**Task requirements**.
1. Write out the forum thread about buying a camper trailer below, word for word.
2. Give again, line for line, every row that comes after the forum thread below. Leave the pictures out of your answer.
# start of Passage given
4. I got to drive it 500 miles back to Baltimore on Interstates, regular roads and so forth. Learned a lot. Of course, backing it in to our driveway at home was exciting! We also got sideways looks from the neighbors ("Wow! what a huge trailer. Where are you going to store it?").

Holman did a good job on the paperwork--I bought it in February, paid for it, and then picked it up in April when the weather would be less likely to snow, ice over, etc. We registered it here and took the plate with us to PDI where they mounted it. After we left the next day, I pulled into a Wal-Mart parking lot and took off the Holman license plate frame and installed the new Outbacker's frame that says "Art, Betsy and Oliver the Pooch" on it. That made us feel that it was now OURS!


----------



## Oregon_Camper (Sep 13, 2004)

If you go to Lakeshore (which I recommend) arrive on a Sunday, as they are closed, This gives you the entire day to inspect and live in the Outback. Then come Monday morning you will be rested and you'll have a jump start on the PDI.


----------



## Collinsfam_WY (Nov 9, 2006)

I was able to successfully negotiate the "already low" price at Lakeshore. It was not easy to get the deal done. Their prices are already very, very low so getting them to come down more was not easy at all. I had to agree to two specific terms to get the deal. The answer is always "no" unless you ask. Good luck









Curtis


----------



## CamperAndy (Aug 26, 2004)

Lakeshore policy on trade in, is whole sale price. This will be significantly lower then you selling it privately. The prices on buying are typically so low that I could not imagine much chance for a price reduction.


----------



## 5th Time Around (Jul 8, 2008)
# end of Passage given
# start of Data supplied
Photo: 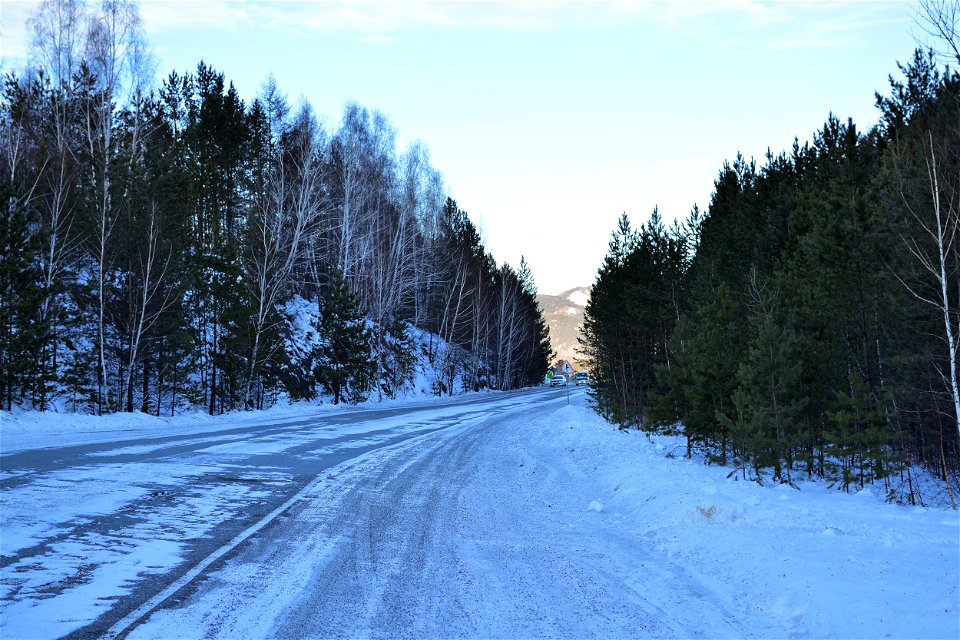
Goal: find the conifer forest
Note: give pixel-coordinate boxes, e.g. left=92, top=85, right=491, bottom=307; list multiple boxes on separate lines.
left=0, top=0, right=550, bottom=415
left=582, top=37, right=960, bottom=500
# end of Data supplied
**Results in order**.
1.
4. I got to drive it 500 miles back to Baltimore on Interstates, regular roads and so forth. Learned a lot. Of course, backing it in to our driveway at home was exciting! We also got sideways looks from the neighbors ("Wow! what a huge trailer. Where are you going to store it?").

Holman did a good job on the paperwork--I bought it in February, paid for it, and then picked it up in April when the weather would be less likely to snow, ice over, etc. We registered it here and took the plate with us to PDI where they mounted it. After we left the next day, I pulled into a Wal-Mart parking lot and took off the Holman license plate frame and installed the new Outbacker's frame that says "Art, Betsy and Oliver the Pooch" on it. That made us feel that it was now OURS!


----------



## Oregon_Camper (Sep 13, 2004)

If you go to Lakeshore (which I recommend) arrive on a Sunday, as they are closed, This gives you the entire day to inspect and live in the Outback. Then come Monday morning you will be rested and you'll have a jump start on the PDI.


----------



## Collinsfam_WY (Nov 9, 2006)

I was able to successfully negotiate the "already low" price at Lakeshore. It was not easy to get the deal done. Their prices are already very, very low so getting them to come down more was not easy at all. I had to agree to two specific terms to get the deal. The answer is always "no" unless you ask. Good luck









Curtis


----------



## CamperAndy (Aug 26, 2004)

Lakeshore policy on trade in, is whole sale price. This will be significantly lower then you selling it privately. The prices on buying are typically so low that I could not imagine much chance for a price reduction.


----------



## 5th Time Around (Jul 8, 2008)

2.
Photo: 
Goal: find the conifer forest
Note: give pixel-coordinate boxes, e.g. left=92, top=85, right=491, bottom=307; list multiple boxes on separate lines.
left=0, top=0, right=550, bottom=415
left=582, top=37, right=960, bottom=500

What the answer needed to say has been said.